#### Text passage

Building a Pipeline

Prerequisites The following examples assume that the example dataset has been fetched. From the root of the Morpheus repo, run:

Copy
Copied!
            

./scripts/fetch_data.py fetch examples


To build a pipeline via the CLI, users must first specify the type of pipeline, a source object, followed by a sequential list of stages. For each stage, options can be specified to configure the particular stage. Since stages are listed sequentially the output of one stage becomes the input to the next. Unless heavily customized, pipelines typically start with morpheus run followed by the pipeline mode such as pipeline-nlp or pipeline-fil. For example, to run the NLP pipeline, use:

Copy
Copied!
            

morpheus run pipeline-nlp ...

While each stage has configuration options, there are options that apply to the pipeline as a whole as well. Check morpheus run --help, morpheus run pipeline-nlp --help and morpheus run pipeline-fil --help for these global Pipeline options.

All pipelines configured with the CLI need to start with a source object. Two commonly used source stages included with Morpheus are:

  • from-file

    • Reads from a local file into the Pipeline

    • Supports CSV, JSON, JSON lines and Parquet formats

    • All lines are read at the start and queued into the pipeline at one time. Useful for performance testing.

########

- _Objective 1_:
Answer these questions using the text above on building Morpheus pipelines:
(a) What command fetches the example dataset?
(b) Which file formats does the from-file stage support?
(c) What do pipelines typically start with, unless heavily customized?
- _Objective 2_:
Extend the text on building Morpheus pipelines, starting right after its last bullet about the from-file stage.

#### Record list

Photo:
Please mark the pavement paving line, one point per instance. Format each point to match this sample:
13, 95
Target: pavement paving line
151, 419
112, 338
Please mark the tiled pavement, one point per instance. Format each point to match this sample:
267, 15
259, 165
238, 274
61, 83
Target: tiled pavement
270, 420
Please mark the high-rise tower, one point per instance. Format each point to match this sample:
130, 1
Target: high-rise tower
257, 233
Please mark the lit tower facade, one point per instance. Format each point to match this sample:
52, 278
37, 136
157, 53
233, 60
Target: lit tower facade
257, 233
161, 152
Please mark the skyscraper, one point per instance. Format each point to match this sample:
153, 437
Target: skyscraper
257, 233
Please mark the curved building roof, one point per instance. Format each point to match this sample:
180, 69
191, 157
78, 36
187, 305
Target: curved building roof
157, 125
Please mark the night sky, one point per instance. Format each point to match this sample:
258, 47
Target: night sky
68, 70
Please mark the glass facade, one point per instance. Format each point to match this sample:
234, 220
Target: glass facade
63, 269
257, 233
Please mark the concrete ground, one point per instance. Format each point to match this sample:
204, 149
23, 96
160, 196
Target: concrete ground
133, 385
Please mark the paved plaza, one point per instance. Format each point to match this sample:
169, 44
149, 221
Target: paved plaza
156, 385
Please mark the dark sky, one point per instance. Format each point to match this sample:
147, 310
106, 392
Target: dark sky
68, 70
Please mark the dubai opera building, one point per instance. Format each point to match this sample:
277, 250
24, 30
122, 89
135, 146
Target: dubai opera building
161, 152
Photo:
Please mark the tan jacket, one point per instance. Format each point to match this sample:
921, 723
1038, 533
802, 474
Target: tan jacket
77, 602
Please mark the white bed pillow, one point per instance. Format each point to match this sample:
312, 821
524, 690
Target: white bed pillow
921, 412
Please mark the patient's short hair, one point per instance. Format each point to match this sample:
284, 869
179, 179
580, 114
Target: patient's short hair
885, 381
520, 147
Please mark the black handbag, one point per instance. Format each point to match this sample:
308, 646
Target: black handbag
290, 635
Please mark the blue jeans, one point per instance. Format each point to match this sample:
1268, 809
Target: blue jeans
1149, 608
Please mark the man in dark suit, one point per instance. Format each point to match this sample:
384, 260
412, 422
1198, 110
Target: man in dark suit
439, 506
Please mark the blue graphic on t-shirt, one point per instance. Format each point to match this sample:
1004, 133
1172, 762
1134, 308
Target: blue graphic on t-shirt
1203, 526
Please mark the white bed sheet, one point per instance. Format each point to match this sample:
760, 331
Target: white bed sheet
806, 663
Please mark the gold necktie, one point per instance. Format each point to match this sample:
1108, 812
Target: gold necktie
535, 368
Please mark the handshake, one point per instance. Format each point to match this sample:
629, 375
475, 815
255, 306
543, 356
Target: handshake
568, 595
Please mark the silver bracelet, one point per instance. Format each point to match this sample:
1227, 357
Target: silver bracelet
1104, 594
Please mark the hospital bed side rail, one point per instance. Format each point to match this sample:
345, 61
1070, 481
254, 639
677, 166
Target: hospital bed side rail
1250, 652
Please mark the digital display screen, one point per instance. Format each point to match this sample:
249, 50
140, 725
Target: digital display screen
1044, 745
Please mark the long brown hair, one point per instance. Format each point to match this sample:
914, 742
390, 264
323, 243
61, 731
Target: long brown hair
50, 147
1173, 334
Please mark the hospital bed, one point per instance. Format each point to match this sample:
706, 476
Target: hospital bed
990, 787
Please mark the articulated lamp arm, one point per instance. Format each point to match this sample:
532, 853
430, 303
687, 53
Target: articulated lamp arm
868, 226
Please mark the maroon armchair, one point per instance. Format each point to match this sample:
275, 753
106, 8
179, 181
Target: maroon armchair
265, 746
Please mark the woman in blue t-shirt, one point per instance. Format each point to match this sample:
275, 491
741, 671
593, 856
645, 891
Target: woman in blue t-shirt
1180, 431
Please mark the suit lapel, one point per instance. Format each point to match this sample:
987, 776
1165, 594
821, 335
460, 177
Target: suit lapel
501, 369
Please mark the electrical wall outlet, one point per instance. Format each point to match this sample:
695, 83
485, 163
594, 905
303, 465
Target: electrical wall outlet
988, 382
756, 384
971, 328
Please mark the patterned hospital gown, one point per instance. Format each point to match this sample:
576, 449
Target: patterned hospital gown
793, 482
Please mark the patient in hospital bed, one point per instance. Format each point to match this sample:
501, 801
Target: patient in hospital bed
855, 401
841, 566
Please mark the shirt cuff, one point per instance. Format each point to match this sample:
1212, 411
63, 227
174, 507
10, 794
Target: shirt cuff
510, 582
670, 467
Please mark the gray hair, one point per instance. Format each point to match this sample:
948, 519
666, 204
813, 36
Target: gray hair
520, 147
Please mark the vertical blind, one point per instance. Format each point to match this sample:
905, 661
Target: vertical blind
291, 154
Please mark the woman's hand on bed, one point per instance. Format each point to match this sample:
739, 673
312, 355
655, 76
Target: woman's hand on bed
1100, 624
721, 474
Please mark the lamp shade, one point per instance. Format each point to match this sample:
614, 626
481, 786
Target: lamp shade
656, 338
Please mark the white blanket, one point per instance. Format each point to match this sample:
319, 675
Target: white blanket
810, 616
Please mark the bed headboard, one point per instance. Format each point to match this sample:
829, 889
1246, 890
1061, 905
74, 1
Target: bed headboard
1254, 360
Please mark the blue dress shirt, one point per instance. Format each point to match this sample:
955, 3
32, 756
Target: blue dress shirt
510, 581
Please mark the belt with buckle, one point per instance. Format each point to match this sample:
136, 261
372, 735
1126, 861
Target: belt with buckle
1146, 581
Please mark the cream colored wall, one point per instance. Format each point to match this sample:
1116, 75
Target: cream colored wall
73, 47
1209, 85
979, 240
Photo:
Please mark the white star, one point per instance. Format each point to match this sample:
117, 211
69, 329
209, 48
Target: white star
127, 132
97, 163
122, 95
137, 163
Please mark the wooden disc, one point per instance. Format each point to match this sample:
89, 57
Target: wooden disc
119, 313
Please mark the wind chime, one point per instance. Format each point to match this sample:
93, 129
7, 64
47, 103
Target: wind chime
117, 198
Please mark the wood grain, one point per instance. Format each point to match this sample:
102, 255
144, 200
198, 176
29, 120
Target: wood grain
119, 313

########

- _Final answer 1_:
(a) ./scripts/fetch_data.py fetch examples, run from the root of the Morpheus repo.
(b) CSV, JSON, JSON lines and Parquet.
(c) morpheus run followed by the pipeline mode, such as pipeline-nlp or pipeline-fil.

- _Final answer 2_:
    • Refer to morpheus.stages.input.file_source_stage.FileSourceStage for more information

  • from-kafka

    • Pulls messages from a Kafka cluster into the Pipeline

    • Kafka cluster can be running on the localhost or remotely

    • Refer to morpheus.stages.input.kafka_source_stage.KafkaSourceStage for more information

From this point on, any number of stages can be sequentially added to the command line from start to finish. For example, we could build a trivial pipeline that reads from a file, deserializes messages, serializes them, and then writes to a file use the following:

Copy
Copied!
            

morpheus --log_level=DEBUG run pipeline-other --viz_file=.tmp/simple_identity.png \ from-file --filename=examples/data/pcap_dump.jsonlines \ deserialize \ serialize \ to-file --overwrite --filename .tmp/temp_out.json

simple_identity.png

The output should be similar to:

Copy
Copied!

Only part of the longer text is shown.